======== EXCERPTED DATA ========

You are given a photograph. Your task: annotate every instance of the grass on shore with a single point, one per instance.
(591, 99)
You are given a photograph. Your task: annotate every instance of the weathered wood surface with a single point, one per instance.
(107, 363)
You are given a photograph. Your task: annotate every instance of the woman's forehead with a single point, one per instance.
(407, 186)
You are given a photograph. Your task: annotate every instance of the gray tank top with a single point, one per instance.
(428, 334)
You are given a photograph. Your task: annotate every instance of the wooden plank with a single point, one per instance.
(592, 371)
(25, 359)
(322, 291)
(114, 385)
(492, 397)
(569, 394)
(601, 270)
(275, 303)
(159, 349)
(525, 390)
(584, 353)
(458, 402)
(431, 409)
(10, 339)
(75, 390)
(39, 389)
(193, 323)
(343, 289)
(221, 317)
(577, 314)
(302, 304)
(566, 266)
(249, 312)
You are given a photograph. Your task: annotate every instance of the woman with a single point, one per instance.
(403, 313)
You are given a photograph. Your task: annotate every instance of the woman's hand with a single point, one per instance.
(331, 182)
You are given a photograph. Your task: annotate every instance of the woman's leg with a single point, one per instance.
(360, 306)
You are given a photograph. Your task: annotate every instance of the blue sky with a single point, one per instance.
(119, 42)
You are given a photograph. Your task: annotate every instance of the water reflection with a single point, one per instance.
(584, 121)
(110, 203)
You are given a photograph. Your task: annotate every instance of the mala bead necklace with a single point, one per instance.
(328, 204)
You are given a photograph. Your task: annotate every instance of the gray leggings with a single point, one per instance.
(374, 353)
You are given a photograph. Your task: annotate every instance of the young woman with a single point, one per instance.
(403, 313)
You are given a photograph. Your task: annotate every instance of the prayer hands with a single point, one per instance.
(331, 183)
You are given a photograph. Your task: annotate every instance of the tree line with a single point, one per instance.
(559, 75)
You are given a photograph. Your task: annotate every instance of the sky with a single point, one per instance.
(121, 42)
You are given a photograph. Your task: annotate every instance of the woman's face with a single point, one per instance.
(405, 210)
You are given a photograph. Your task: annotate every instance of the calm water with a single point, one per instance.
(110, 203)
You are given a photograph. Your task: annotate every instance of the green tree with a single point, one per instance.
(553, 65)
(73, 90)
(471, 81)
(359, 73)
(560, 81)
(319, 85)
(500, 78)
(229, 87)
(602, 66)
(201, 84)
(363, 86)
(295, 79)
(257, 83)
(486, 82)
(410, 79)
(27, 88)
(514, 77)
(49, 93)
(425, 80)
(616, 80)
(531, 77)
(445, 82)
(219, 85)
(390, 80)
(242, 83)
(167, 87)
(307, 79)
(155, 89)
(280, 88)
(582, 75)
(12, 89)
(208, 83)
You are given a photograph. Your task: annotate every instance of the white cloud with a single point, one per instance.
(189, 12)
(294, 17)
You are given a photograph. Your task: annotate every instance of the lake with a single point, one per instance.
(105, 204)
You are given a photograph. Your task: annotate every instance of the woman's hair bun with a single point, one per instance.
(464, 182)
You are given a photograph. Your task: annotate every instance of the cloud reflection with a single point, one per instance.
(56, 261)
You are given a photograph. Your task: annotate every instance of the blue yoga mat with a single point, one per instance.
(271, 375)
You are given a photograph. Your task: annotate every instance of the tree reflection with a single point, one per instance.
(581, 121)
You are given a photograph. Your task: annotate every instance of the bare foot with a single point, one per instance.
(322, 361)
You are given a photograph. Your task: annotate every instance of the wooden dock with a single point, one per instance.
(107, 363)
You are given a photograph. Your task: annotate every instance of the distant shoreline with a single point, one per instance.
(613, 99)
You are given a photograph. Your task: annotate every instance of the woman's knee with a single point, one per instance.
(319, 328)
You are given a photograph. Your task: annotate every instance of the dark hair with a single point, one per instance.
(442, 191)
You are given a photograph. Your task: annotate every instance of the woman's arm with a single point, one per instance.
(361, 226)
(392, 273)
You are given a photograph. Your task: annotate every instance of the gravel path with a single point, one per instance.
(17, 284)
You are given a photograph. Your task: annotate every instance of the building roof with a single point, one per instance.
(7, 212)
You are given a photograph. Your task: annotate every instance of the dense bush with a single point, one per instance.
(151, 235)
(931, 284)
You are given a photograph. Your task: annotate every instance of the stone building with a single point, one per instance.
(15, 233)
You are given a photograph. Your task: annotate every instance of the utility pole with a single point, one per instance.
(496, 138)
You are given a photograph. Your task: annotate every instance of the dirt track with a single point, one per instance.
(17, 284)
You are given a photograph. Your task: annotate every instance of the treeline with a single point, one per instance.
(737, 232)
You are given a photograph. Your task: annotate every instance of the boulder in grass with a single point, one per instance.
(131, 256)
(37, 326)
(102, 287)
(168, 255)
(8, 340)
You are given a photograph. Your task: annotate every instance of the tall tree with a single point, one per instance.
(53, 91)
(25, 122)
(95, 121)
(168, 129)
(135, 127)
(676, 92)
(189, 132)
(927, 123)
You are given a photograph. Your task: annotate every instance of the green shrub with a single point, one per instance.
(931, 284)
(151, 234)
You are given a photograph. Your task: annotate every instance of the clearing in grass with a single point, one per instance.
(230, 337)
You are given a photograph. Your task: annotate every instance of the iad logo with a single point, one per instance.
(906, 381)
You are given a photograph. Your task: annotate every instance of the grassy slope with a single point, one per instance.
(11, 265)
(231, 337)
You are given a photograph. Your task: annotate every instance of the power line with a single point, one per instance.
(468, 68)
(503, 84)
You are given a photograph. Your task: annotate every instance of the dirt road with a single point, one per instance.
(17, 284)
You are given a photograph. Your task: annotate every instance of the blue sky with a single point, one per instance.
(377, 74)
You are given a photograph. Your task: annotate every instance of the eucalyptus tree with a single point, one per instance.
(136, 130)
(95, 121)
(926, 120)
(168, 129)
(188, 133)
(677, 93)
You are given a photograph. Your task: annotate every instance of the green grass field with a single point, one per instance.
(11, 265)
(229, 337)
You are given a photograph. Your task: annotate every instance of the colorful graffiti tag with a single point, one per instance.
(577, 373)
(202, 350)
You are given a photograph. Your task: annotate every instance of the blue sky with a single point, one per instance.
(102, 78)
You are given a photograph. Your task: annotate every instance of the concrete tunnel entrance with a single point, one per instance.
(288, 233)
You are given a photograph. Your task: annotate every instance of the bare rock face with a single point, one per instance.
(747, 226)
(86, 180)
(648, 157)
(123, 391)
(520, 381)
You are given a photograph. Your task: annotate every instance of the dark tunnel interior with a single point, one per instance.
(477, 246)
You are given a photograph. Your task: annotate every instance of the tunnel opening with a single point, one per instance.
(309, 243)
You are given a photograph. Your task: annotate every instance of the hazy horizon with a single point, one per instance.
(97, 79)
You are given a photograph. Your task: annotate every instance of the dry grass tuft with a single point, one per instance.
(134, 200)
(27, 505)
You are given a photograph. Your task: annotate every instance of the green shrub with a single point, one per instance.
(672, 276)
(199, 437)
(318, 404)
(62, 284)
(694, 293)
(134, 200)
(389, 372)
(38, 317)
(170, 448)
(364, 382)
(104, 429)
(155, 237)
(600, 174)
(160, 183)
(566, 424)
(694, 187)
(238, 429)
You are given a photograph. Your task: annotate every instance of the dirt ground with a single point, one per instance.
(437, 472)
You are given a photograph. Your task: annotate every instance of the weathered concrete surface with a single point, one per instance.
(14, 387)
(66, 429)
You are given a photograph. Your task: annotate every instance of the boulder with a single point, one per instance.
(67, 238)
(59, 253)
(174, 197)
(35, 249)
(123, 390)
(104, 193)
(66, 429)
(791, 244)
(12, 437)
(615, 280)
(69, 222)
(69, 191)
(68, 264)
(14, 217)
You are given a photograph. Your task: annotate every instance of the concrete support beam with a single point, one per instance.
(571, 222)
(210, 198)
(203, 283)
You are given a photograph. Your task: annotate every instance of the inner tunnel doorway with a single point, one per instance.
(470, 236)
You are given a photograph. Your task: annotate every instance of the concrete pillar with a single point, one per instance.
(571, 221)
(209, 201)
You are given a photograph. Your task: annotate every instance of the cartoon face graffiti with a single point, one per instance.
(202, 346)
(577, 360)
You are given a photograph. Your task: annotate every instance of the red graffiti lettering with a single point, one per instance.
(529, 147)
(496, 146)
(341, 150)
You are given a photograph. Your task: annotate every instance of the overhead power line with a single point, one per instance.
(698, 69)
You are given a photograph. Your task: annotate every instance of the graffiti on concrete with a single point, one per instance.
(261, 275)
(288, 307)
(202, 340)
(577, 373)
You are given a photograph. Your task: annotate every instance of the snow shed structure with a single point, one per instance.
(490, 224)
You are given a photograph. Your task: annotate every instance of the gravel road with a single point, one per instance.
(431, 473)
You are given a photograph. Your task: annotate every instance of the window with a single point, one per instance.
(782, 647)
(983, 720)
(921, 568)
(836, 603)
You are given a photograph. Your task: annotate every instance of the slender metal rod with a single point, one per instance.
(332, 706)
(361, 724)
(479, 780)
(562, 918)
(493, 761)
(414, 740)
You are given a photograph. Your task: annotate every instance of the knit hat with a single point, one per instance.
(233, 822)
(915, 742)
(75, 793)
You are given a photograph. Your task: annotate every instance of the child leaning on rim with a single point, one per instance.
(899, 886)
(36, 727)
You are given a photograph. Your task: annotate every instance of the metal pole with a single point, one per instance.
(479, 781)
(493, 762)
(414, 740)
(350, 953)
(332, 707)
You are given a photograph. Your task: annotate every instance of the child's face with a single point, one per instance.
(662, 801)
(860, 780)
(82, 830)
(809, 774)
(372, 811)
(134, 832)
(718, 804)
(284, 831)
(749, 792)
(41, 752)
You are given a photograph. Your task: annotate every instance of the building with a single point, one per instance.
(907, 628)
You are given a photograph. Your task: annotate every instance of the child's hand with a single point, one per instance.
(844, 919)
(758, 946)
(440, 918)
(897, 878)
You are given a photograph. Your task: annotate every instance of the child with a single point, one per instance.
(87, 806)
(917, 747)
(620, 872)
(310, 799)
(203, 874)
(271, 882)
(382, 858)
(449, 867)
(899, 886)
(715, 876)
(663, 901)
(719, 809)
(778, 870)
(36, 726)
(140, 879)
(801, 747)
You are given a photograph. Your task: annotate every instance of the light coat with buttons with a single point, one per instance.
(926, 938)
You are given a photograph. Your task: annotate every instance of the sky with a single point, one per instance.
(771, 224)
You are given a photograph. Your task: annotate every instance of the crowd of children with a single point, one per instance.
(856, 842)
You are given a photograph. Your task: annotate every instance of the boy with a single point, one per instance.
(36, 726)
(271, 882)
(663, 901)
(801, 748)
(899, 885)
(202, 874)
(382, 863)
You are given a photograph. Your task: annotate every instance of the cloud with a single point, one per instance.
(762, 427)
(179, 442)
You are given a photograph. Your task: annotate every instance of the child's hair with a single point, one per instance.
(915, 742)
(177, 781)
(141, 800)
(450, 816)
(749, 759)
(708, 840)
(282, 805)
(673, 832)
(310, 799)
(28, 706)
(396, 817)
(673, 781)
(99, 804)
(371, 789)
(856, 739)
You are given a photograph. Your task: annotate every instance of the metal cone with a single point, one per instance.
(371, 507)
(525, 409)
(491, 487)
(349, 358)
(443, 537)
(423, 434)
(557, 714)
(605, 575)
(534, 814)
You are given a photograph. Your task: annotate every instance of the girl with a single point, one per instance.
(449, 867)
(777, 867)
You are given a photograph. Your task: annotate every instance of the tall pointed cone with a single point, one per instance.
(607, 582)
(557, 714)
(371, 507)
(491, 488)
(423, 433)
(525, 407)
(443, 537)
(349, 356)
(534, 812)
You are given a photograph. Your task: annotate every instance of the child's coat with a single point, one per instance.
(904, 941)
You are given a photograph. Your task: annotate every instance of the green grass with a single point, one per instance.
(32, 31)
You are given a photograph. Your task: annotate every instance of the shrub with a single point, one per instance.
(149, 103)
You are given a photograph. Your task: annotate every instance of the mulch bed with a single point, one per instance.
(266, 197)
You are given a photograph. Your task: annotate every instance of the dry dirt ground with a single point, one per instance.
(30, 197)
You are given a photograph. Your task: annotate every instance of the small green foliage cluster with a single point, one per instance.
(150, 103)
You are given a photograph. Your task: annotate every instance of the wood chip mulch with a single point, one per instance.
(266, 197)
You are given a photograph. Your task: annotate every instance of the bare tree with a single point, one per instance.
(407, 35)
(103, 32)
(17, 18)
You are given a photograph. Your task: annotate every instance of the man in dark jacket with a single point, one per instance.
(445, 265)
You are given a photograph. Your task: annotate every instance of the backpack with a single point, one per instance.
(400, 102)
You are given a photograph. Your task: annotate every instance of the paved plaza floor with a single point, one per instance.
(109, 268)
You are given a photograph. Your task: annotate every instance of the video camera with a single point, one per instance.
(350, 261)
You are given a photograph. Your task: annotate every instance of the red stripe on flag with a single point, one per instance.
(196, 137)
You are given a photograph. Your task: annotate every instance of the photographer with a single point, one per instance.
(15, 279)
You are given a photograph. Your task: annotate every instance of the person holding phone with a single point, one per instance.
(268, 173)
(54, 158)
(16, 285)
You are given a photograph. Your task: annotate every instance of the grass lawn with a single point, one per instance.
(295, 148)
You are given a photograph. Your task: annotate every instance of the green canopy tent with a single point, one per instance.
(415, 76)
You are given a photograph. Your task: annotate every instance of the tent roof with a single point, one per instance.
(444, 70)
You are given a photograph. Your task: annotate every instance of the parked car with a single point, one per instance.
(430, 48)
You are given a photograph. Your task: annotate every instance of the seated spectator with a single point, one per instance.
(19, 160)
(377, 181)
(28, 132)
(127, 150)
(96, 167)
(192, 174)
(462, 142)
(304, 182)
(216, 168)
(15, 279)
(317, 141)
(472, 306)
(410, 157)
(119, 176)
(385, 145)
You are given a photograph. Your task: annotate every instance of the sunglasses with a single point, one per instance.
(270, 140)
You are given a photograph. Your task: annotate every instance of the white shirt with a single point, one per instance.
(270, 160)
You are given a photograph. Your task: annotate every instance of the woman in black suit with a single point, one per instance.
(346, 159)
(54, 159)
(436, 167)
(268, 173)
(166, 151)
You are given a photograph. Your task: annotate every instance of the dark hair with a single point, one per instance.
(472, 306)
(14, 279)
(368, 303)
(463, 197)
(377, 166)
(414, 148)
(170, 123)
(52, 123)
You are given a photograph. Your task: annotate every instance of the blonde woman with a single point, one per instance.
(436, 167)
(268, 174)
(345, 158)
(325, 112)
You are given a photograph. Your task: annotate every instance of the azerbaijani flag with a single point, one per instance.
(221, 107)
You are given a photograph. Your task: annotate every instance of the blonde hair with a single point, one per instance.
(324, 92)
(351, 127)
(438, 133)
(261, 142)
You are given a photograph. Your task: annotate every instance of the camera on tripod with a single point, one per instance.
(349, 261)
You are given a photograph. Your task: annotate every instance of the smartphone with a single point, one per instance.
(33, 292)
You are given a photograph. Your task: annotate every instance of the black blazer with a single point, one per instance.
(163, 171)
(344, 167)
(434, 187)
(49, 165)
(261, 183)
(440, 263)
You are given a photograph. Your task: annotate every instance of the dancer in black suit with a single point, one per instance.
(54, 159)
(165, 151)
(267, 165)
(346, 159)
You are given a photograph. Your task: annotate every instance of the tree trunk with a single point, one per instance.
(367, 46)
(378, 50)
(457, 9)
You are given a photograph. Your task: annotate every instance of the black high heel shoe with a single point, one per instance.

========

TASK DESCRIPTION: Your answer is the line containing "trunk with a single point, one per instance." plus every line after it through the end of the entries, given again exactly and alone.

RESPONSE AREA:
You are given a photograph. Your task: annotate every instance of the tree trunk with a single point, one per instance.
(367, 46)
(378, 50)
(457, 9)
You are given a photograph. Your task: annotate every instance of the black high heel shoe with a single point, one per instance.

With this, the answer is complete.